→ **Document extract**
○ ○ ○ ○

Wikipedia is sustained by the Wikimedia Foundation, which is supported mostly by donations and contributions, which in 2021 amounted to over $153 million. Wikipedia is among the most popular websites on earth, and it is, as of these days, an open, non-profit project, on which other twelve projects have been developed.
Wikipedia origin story
Back in 2001, Jimmy Wales and Larry Sanger stumbled on the idea of having an encyclopedia, rather than be edited centrally, could instead be built by hundreds of contributors. Initially, the project was called Nupedia.
However, it later changed the name to Wikipedia, to recall the Hawaiian term “wiki” which stands for “quick” or “super-fast” – “wiki wiki.”
A few years before, Jimmy Wales had retired from his options trading career, and having made some money, he had started another website called Bomis, which would aggregate erotic photographs materials. While Bomis would eventually close, from its resources, Nupedia was created. Thus, bringing to life Wikipedia.
Today Wikipedia is among the most popular sites on earth and for sure the most known encyclopedia.
As Jimmy Wales – founder of Wikipedia, recounted, in a TED talk, in 2007:
Charles Van Doren, who was later a senior editor of Britannica, said the ideal encyclopaedia should be radical it should stop being safe.
But if you know anything about the history of Britannica since 1962, it was anything but radical.
Still a very completely safe, stodgy type of encyclopaedia.
Wikipedia, on the other hand, begins with a very radical idea, and that’s for all of us to imagine a world in which every single person on the planet is given free access to the sum of all human knowledge.

○ ○ ○ ○

→ **Task 1**
Quote the stretch from "As Jimmy Wales" through "anything but radical." in the piece on Wikipedia's origins, word for word.
→ **Task 2**
Extend the piece on Wikipedia's origins with a few more sentences that pick up after its last one.

○ ○ ○ ○

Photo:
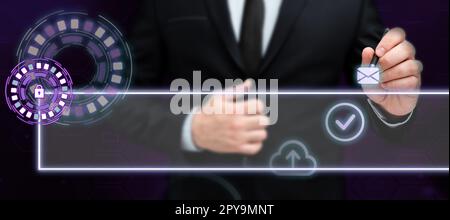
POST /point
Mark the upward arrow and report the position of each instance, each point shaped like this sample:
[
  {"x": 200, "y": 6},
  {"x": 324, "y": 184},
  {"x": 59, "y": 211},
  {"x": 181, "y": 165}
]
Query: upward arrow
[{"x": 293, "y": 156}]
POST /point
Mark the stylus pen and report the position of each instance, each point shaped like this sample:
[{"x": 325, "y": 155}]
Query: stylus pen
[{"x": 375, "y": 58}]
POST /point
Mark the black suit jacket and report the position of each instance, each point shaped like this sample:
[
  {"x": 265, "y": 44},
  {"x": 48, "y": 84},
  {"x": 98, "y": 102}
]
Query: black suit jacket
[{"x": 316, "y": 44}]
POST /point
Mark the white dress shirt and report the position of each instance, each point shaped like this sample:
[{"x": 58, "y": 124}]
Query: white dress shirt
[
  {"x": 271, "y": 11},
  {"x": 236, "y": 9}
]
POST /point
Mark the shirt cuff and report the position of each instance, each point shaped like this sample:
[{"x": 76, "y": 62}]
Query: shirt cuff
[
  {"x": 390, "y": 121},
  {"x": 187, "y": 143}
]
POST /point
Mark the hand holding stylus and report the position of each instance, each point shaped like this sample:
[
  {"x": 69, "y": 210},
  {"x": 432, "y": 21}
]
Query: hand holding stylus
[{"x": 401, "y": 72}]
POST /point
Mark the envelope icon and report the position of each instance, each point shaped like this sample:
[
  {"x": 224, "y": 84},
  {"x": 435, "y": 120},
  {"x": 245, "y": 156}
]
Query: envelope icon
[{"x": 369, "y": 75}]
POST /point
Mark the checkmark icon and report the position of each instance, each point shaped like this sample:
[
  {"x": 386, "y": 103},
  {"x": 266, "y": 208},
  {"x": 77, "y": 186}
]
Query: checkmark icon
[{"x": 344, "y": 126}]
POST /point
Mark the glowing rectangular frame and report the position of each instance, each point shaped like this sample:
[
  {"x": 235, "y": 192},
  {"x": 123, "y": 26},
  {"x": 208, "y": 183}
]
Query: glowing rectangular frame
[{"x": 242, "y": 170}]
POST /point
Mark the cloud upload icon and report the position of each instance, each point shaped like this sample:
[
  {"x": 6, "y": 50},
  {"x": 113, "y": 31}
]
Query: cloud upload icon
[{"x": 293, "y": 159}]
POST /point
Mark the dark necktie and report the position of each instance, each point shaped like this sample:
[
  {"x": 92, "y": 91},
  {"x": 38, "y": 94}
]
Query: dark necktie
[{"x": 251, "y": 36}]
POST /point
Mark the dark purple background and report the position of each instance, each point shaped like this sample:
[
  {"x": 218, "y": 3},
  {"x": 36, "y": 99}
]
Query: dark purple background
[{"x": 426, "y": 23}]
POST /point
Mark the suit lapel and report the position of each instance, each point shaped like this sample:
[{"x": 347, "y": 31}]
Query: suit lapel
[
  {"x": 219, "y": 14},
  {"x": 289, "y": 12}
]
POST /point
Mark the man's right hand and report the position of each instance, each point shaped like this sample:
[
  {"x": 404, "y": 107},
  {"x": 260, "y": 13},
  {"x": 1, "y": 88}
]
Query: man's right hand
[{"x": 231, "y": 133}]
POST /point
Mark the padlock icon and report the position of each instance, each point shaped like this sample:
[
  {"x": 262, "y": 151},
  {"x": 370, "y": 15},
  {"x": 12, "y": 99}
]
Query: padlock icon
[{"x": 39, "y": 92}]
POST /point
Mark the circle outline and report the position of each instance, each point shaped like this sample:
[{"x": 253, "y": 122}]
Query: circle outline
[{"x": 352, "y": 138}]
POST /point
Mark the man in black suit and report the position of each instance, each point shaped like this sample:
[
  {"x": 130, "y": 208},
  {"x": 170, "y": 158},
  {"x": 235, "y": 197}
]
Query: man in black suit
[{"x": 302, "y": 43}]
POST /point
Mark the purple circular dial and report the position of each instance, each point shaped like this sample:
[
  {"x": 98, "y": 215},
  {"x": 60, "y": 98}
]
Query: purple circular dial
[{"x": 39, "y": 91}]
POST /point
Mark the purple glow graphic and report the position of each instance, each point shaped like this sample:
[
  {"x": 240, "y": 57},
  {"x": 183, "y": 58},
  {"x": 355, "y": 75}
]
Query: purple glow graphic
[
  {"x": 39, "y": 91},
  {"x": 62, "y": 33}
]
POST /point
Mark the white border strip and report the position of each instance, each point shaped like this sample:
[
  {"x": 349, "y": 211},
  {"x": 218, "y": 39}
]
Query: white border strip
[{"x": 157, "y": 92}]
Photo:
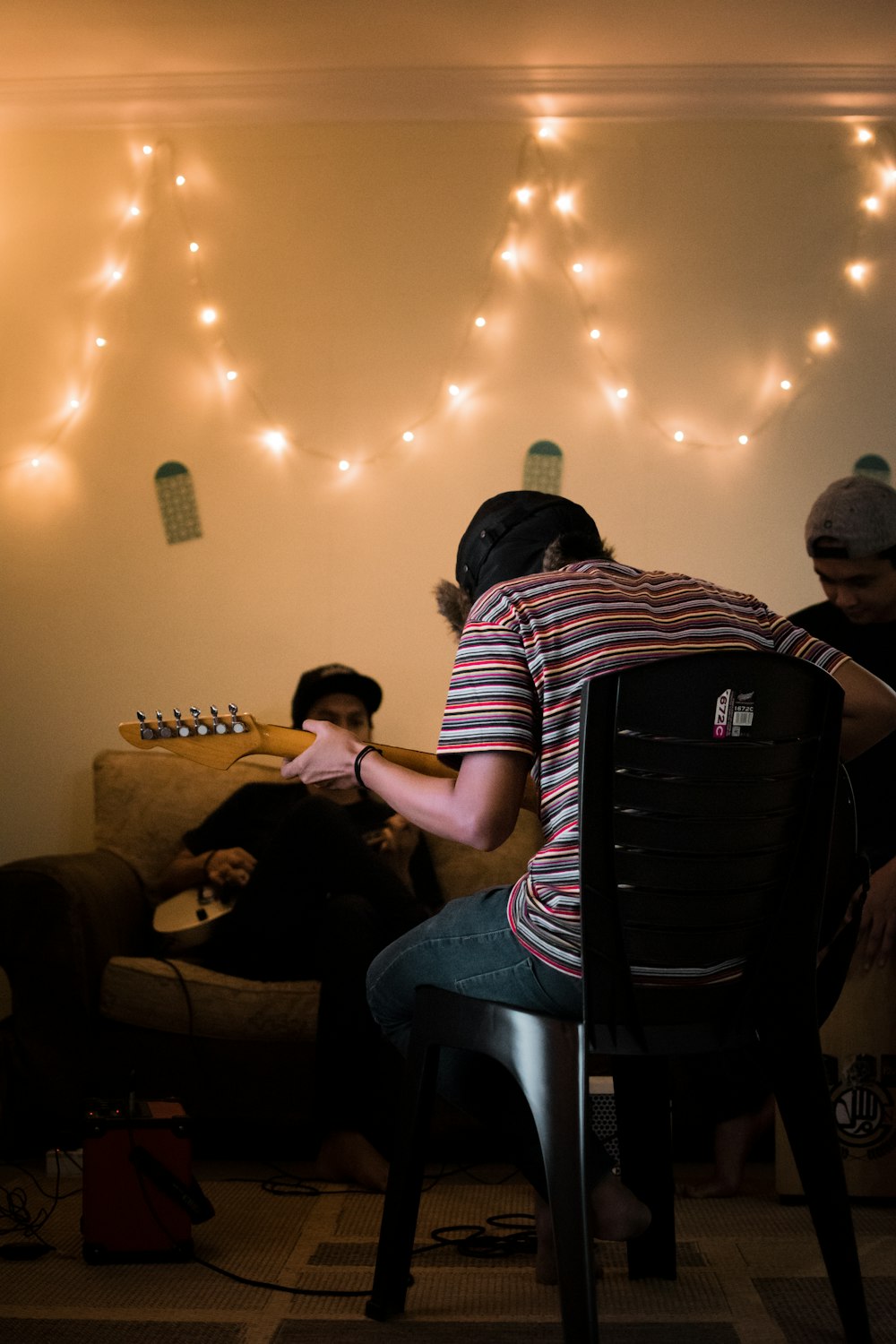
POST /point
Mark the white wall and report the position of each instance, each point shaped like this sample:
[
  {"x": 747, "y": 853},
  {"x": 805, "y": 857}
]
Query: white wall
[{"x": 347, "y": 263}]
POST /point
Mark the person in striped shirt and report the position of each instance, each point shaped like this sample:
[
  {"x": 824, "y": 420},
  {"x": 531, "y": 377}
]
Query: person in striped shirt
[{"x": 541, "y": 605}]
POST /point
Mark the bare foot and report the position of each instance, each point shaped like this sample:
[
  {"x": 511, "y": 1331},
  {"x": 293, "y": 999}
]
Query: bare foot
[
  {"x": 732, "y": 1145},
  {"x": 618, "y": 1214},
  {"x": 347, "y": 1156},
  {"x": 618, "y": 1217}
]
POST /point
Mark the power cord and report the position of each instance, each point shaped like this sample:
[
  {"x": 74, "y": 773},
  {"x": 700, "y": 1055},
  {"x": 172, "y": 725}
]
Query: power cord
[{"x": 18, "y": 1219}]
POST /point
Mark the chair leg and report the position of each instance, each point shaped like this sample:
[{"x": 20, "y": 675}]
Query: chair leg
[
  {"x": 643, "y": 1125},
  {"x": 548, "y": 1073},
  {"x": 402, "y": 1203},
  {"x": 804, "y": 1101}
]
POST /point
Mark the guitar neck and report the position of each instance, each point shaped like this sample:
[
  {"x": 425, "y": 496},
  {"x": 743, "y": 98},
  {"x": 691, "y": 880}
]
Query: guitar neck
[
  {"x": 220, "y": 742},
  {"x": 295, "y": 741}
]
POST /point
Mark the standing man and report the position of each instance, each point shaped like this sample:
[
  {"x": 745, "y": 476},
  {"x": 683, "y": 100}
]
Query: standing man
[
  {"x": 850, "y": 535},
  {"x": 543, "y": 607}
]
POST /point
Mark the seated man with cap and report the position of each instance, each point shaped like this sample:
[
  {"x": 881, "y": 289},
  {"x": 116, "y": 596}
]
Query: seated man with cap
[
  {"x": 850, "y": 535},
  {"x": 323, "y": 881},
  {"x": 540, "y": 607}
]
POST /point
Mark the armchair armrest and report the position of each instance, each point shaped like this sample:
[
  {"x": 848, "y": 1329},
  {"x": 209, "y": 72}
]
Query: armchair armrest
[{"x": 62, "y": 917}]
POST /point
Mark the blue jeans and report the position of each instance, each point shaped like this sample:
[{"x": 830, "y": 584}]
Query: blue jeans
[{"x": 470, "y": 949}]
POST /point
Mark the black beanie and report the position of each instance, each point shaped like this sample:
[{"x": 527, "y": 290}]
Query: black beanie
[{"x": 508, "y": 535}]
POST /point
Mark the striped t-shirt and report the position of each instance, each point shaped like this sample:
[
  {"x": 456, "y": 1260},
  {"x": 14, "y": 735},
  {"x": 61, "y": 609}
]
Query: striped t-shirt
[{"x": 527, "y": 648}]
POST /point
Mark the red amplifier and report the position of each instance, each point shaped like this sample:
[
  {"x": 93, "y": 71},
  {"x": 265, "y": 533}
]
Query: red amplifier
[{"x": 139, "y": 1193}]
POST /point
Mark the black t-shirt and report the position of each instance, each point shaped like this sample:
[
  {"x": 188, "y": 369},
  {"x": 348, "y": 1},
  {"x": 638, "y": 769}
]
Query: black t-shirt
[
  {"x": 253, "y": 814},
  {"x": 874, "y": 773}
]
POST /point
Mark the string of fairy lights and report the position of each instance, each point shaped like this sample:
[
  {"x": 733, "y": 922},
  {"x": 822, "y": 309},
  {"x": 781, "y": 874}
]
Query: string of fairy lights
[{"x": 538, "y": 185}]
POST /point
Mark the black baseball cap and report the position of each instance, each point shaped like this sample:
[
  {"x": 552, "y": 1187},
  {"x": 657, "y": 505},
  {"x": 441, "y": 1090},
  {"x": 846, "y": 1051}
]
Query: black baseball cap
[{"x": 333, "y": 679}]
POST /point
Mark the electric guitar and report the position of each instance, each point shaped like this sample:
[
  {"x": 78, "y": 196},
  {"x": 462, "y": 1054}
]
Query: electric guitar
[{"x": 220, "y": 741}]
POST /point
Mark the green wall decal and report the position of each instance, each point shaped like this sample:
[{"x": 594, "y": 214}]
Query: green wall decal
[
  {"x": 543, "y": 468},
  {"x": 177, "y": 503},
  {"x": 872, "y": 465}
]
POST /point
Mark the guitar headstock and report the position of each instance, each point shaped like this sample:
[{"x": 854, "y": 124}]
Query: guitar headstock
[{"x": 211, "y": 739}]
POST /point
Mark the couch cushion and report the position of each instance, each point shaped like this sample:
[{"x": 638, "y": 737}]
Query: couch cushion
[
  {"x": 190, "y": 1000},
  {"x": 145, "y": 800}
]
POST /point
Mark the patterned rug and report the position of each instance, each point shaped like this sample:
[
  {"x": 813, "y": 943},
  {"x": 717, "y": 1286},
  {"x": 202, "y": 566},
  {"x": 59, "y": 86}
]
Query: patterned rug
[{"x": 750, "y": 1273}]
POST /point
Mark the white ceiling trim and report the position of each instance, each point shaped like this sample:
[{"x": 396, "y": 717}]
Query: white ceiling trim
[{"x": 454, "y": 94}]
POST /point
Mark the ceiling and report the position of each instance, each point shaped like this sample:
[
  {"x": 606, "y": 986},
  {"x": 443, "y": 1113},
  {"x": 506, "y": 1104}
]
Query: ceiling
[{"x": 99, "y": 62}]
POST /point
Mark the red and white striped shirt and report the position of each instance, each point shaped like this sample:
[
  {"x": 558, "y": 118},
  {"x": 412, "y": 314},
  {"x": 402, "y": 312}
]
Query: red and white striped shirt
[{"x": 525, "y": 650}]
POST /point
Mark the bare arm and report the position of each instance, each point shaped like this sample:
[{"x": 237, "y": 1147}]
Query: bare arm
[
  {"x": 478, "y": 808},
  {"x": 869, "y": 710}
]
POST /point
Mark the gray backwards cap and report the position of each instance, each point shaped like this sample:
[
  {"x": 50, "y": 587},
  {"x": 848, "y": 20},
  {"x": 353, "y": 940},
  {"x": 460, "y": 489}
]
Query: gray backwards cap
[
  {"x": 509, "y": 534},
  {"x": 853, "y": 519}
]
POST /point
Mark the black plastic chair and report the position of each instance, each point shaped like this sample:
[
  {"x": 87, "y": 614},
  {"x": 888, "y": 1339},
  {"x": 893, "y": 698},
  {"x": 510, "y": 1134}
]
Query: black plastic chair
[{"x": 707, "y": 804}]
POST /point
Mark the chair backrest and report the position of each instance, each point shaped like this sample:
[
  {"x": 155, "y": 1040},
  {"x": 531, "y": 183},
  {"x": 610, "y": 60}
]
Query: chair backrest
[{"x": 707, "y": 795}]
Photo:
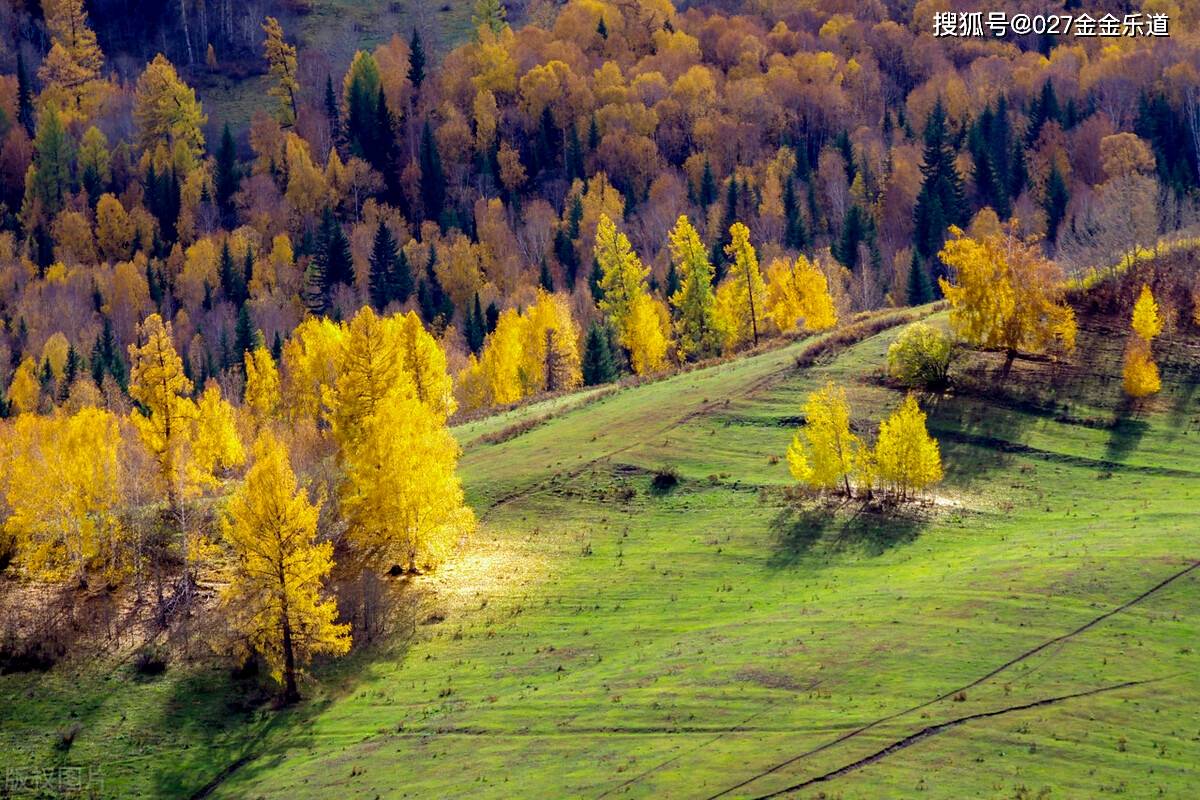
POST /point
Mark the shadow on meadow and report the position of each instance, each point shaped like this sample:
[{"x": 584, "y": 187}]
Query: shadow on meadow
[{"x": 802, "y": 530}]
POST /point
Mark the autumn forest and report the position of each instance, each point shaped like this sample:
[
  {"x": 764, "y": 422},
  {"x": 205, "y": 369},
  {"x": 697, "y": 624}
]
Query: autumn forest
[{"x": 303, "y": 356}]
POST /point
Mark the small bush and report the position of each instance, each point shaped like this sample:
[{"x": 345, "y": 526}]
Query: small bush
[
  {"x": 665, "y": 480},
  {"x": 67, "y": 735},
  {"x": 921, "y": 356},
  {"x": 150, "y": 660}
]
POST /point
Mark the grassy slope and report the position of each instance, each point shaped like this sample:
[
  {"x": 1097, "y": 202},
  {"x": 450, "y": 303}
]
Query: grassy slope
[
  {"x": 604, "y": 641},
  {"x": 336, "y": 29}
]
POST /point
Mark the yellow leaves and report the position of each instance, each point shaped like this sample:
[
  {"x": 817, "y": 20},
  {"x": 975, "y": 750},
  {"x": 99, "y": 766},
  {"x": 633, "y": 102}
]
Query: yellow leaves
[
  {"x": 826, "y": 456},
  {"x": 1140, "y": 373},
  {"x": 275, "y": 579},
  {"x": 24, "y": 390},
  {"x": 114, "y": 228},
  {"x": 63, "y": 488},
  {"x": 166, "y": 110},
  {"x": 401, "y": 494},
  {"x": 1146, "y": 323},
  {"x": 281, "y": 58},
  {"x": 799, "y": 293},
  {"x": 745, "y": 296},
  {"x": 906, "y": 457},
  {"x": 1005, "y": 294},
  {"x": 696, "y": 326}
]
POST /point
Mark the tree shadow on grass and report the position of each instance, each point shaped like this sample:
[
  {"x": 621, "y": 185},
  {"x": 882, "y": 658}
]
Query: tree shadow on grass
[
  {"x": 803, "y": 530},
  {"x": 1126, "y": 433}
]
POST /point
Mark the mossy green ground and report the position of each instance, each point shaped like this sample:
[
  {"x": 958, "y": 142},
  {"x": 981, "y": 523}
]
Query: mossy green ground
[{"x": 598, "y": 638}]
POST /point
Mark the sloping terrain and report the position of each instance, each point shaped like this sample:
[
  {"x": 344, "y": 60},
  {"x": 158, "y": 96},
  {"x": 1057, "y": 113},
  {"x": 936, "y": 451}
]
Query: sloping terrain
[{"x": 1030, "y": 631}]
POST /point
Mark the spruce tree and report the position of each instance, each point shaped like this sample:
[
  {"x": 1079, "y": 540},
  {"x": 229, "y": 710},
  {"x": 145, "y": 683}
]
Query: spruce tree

○ ○ ○ ○

→ **Exercise result 1**
As Jimmy Wales – founder of Wikipedia, recounted, in a TED talk, in 2007:
Charles Van Doren, who was later a senior editor of Britannica, said the ideal encyclopaedia should be radical it should stop being safe.
But if you know anything about the history of Britannica since 1962, it was anything but radical.

→ **Exercise result 2**
And that’s what we’re doing.
So Wikipedia it’s a freely licensed encyclopedia. It’s written by thousands of volunteers all over the world in many, many languages.
It’s written using wiki software so anyone can quickly edit and save,
And it goes live on the Internet immediately.
And everything about Wikipedia is managed by virtually an all-volunteer staff.
The Wikimedia Foundation is a non-profit that hosts Wikipedia and other free knowledge projects brought on by the Wikimedia family. The Foundation was established as a nonprofit in 2003.
In 2012, asked how he decided the best way to go, Jimmy Wales said: “Thinking about how do we sustain it? How do we make this work? Putting it into a non-profit (referring to Wikipedia) seemed a reasonable way to go.”
13 projects are part of this family and are divided into five main categories:
- Wikipedia “All the world’s knowledge” is an encyclopedia written in 300 languages.
- Wikibooks or a collection of free e-book resources including textbooks, annotated texts, instructional guides, and manuals.
- Wiktionary is a dictionary for over 170 languages.
- Wikiquote is an online collection of sourced quotations.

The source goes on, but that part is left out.